▶ [Problem]: Can you copy, unchanged, the lines from the one containing "like x=65 y=82." through the one containing "Target: chef's knife", both included?

***** Data rows *****

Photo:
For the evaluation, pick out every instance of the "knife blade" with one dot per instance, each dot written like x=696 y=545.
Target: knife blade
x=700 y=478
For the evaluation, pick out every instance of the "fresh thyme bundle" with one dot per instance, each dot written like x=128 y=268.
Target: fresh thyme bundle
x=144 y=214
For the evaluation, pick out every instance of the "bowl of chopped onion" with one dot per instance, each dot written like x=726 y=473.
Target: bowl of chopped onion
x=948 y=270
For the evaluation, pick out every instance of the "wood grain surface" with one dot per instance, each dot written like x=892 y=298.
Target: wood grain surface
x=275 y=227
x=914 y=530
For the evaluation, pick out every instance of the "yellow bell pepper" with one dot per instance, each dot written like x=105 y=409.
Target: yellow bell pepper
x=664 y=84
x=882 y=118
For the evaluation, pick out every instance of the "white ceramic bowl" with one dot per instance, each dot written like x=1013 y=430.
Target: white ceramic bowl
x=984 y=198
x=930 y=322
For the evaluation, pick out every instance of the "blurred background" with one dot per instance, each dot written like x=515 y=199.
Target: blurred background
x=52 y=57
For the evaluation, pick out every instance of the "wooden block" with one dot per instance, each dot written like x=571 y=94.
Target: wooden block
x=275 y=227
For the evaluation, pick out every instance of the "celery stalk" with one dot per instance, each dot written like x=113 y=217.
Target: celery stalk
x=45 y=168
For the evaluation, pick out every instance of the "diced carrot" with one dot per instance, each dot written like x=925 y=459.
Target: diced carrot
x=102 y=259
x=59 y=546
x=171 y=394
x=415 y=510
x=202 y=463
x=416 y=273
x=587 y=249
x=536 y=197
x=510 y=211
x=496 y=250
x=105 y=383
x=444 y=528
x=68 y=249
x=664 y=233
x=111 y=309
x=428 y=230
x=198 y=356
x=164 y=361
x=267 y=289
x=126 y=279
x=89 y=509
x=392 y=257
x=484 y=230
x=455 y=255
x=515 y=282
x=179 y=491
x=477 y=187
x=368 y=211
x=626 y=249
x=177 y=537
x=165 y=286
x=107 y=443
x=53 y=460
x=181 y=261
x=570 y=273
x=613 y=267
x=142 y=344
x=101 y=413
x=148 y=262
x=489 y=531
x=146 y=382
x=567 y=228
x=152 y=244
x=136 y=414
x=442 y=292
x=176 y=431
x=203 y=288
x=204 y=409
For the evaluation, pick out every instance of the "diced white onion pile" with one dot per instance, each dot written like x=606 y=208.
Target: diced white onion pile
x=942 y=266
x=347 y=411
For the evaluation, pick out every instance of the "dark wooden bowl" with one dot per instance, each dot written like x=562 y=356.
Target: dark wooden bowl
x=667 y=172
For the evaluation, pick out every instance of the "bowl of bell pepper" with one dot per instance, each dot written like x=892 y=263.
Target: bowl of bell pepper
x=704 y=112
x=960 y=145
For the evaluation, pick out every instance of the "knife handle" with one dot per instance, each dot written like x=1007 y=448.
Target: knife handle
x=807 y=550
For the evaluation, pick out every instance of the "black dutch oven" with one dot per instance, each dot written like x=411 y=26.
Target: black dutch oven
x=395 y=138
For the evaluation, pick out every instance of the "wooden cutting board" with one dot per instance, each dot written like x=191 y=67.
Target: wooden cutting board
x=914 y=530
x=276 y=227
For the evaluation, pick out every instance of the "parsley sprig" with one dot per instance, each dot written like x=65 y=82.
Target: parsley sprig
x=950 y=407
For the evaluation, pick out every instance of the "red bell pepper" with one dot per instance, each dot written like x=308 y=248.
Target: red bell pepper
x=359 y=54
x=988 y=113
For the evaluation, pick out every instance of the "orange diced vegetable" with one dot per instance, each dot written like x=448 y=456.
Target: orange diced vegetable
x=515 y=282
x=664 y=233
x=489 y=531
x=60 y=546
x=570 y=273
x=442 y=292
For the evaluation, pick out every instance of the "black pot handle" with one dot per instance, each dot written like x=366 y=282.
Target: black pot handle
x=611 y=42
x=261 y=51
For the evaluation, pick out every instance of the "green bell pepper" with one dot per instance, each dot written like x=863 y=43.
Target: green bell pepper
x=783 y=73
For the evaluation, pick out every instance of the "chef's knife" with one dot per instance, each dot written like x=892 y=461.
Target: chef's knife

*****
***** Data rows *****

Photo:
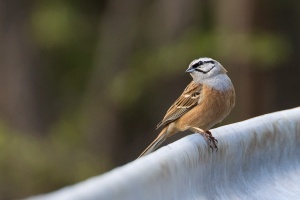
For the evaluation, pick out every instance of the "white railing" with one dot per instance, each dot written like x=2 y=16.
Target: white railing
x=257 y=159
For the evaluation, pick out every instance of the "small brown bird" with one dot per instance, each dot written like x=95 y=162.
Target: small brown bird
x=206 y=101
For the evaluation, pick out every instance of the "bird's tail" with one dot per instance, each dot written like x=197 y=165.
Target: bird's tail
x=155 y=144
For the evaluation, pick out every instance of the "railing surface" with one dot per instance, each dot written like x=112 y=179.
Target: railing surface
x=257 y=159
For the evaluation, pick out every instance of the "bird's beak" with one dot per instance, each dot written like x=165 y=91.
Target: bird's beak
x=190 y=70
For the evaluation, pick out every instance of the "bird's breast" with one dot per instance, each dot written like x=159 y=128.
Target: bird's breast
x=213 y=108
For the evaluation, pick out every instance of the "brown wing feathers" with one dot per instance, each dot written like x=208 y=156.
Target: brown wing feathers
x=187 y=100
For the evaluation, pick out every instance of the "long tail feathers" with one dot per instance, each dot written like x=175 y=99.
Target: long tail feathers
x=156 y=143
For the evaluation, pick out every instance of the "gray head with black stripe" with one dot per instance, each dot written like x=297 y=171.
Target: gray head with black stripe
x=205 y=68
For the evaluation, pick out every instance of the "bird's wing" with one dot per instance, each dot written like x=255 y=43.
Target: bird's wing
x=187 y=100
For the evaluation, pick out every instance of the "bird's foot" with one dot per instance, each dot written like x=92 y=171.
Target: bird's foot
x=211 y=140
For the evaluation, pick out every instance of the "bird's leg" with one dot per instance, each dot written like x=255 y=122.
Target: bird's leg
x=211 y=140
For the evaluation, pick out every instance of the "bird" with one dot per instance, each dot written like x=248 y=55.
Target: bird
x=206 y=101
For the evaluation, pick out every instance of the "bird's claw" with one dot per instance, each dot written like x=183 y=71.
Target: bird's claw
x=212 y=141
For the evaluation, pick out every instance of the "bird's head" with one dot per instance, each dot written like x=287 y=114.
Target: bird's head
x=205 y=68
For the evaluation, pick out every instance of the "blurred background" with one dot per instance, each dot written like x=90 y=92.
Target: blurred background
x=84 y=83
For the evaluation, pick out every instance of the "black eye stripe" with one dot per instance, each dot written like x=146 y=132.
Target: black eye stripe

*****

▶ [Expected answer]:
For the evaluation, pick out every instance of the "parsley sprig" with one dot per instance, each dot written like x=65 y=82.
Target: parsley sprig
x=950 y=407
For the evaluation, pick out every instance of the "red bell pepper" with one dot per instance, each dot written like x=308 y=248.
Target: red bell pepper
x=359 y=54
x=988 y=113
For the evaluation, pick out every instance of the "orange diced vegetable" with one dot per instance, each dot written like x=448 y=456.
Target: orange diced vegetable
x=515 y=282
x=664 y=233
x=489 y=531
x=60 y=546
x=570 y=273
x=442 y=292
For the evaluation, pick out every instance of the "black pot handle" with one dot per instance, each dot written like x=366 y=282.
Target: black pot handle
x=611 y=42
x=261 y=51
For the evaluation, pick out every instance of the "green bell pepper" with one dot per instance, each dot written like x=863 y=43.
Target: green bell pepper
x=783 y=73
For the evaluation, pick out every instance of the "chef's knife" with one dot per instance, each dot written like x=892 y=461.
Target: chef's knife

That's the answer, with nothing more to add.